Text for analysis =

╭──

Even Jacob Rees Mogg talks of the early vaccine roll out as a Brexit Benefit. A shame they did such huge net harms and our UK experts were so incompetent or evil. Time he and Boris looked at the stats (and the government released the honest data). The recent Dr John Campbell videos with the sensible Prof. Angus Dalgliesh is very good.
June 24, 2026
He was not remotely a decent or honourable man. His leaving speech on his “acheivments” was a sick joke he even included defence.
Perhaps his worse things were his political prisoners in Southport etc., his denial of two tier justice, Chagos, appointing Hermer, not allowing (initially) the US to use our bases destroying thus our vital relationship with the USA, calling everyone remotely sensible far right, his doom loop economic agenda, his IHT attacks on farmers and small businesses, his endless taxes on working people and NI increases (that he promised not to do), his war on free speech, his refusal to allow an “asian” rape gang inquiry, his failure to even attempt to “smash the gangs” he did the reverse he encourage them, his lies that renewables and blocking drilling will lower energy prices and create jobs, his moronic red tape wars on employers and landlords (which also damages workers and tenants), his driving up of bond rates, his destruction of job opportunities especially for the young, his fishing deal and Erasmus…
Truly an appalling PM (even with such heavy competition) and probably rather an appalling human too.

╰──

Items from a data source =
╭──

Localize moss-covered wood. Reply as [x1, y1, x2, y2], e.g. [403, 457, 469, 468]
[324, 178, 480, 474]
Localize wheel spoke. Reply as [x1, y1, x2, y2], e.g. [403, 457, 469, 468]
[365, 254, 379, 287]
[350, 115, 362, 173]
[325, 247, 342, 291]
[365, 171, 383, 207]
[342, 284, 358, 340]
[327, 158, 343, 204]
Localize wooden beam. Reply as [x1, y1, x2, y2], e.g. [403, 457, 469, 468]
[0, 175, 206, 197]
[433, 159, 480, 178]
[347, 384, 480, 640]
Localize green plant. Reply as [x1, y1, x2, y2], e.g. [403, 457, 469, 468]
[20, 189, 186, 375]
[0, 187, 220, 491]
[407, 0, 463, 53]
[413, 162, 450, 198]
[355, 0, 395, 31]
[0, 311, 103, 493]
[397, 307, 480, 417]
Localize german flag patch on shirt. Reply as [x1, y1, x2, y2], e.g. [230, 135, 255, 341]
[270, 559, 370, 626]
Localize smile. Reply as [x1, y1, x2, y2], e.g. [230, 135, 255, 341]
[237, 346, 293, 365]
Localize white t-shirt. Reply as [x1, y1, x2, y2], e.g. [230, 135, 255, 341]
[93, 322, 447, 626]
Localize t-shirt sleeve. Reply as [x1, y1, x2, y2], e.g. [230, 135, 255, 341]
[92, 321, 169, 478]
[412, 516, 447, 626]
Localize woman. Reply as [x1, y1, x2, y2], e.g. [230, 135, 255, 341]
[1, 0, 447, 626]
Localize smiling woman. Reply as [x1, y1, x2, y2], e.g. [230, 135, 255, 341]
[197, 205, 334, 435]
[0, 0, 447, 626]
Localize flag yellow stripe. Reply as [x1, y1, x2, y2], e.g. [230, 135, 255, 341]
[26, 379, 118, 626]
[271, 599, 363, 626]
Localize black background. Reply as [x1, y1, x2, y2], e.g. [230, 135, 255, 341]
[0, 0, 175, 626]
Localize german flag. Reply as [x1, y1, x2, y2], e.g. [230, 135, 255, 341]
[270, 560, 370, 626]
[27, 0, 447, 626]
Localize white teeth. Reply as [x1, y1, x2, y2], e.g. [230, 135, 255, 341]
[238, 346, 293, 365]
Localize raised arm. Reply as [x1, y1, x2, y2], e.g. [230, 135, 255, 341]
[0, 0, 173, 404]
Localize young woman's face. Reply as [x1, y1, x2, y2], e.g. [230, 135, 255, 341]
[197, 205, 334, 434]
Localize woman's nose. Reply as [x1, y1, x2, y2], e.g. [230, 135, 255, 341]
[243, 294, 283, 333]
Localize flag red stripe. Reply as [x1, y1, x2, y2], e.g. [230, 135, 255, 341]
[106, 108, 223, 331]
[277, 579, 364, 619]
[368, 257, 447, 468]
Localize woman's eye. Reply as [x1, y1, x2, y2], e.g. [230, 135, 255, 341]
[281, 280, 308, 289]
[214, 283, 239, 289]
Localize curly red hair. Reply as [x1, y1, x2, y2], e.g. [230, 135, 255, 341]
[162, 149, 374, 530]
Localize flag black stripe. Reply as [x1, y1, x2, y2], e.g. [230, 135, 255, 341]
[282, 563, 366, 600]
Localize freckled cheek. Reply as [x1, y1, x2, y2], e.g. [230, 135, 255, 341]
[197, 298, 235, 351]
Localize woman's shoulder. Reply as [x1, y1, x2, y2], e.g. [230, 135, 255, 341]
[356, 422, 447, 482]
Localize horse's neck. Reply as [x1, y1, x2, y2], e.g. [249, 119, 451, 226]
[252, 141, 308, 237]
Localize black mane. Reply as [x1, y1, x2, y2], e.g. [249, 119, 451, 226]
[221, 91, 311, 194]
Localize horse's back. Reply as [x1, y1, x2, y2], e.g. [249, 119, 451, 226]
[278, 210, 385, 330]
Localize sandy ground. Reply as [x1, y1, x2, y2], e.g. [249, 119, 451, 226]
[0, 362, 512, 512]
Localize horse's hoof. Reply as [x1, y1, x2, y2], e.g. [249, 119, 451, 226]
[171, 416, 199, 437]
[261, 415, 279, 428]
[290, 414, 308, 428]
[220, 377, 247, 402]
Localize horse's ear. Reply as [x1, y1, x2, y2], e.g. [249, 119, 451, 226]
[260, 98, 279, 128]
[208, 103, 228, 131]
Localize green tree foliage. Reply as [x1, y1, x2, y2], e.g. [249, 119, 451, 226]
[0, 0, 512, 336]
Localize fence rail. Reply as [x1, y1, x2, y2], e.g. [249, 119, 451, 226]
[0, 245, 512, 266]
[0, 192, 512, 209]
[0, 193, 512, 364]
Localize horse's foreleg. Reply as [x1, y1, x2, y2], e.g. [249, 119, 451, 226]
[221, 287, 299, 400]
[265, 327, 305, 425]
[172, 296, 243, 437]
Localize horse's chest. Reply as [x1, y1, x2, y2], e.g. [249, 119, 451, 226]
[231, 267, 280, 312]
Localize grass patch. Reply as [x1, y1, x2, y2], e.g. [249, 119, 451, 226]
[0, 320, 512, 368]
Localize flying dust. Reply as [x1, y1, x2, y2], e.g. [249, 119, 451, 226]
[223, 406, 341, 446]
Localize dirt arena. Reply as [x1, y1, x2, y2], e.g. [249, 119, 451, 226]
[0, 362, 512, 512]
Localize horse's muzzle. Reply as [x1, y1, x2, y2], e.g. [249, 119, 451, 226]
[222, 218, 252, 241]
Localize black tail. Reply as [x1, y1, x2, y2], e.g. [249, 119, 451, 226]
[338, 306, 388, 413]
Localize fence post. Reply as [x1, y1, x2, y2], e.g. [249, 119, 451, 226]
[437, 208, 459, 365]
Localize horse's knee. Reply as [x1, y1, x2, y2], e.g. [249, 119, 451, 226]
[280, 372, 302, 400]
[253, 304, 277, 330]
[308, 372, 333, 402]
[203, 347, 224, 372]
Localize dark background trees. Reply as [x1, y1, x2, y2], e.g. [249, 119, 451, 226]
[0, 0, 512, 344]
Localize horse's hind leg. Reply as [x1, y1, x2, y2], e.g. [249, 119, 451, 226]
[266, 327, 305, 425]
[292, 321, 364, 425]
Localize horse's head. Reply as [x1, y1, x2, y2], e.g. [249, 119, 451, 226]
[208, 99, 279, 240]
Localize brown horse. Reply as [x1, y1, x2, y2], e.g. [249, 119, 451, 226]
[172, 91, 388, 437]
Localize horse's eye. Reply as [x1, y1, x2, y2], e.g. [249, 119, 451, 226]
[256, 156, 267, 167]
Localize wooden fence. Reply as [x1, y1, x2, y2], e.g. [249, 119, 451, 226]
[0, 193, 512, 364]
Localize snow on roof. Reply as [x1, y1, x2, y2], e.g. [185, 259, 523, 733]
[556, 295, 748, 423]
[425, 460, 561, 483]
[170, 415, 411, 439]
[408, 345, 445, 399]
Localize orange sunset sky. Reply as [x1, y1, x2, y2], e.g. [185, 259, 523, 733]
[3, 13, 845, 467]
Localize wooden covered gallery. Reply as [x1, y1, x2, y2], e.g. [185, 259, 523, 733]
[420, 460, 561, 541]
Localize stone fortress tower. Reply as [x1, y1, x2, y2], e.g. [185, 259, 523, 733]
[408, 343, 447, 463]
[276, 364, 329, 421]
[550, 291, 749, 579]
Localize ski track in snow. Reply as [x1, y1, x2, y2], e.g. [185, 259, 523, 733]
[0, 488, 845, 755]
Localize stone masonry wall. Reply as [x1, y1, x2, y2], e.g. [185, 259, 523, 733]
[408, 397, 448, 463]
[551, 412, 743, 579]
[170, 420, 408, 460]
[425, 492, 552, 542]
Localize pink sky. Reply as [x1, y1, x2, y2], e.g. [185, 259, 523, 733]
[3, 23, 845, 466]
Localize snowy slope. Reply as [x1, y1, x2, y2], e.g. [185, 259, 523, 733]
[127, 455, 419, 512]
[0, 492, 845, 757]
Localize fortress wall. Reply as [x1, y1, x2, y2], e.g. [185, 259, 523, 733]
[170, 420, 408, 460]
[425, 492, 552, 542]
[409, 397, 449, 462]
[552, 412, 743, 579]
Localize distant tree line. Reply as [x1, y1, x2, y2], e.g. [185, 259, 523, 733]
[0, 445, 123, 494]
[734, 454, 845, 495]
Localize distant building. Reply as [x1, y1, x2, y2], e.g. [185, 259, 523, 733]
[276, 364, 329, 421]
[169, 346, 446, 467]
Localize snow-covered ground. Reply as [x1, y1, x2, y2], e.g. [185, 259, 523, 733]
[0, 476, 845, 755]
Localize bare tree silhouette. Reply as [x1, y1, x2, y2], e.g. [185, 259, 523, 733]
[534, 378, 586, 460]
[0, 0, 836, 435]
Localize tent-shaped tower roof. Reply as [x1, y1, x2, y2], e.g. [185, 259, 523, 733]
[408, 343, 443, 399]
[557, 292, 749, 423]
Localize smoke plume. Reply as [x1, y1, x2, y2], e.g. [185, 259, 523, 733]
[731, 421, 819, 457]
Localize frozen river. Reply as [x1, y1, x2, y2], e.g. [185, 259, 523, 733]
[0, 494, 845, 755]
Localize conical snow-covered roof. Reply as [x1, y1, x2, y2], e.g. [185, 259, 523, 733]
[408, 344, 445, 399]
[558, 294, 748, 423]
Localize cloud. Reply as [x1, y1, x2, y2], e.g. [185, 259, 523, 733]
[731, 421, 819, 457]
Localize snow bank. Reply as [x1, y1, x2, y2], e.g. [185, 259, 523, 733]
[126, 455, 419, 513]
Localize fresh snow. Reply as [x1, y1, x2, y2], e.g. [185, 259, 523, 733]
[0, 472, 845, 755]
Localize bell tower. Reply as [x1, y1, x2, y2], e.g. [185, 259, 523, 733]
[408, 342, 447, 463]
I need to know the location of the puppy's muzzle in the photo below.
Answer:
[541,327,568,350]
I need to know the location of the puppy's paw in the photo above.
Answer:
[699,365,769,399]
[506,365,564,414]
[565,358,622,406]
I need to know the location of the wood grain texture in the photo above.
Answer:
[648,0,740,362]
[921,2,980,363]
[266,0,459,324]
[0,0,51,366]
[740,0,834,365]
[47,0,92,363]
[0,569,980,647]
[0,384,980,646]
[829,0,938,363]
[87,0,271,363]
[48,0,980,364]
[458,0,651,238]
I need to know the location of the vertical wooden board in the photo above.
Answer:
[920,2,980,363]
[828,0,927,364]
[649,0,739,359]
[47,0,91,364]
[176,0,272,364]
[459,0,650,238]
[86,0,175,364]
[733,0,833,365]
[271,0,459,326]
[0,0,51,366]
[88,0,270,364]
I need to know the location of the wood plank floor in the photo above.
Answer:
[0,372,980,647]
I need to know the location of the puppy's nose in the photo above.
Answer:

╰──

What this task involves = In the text above, what does Jacob Rees Mogg call a Brexit benefit?

Solution below = The early vaccine rollout.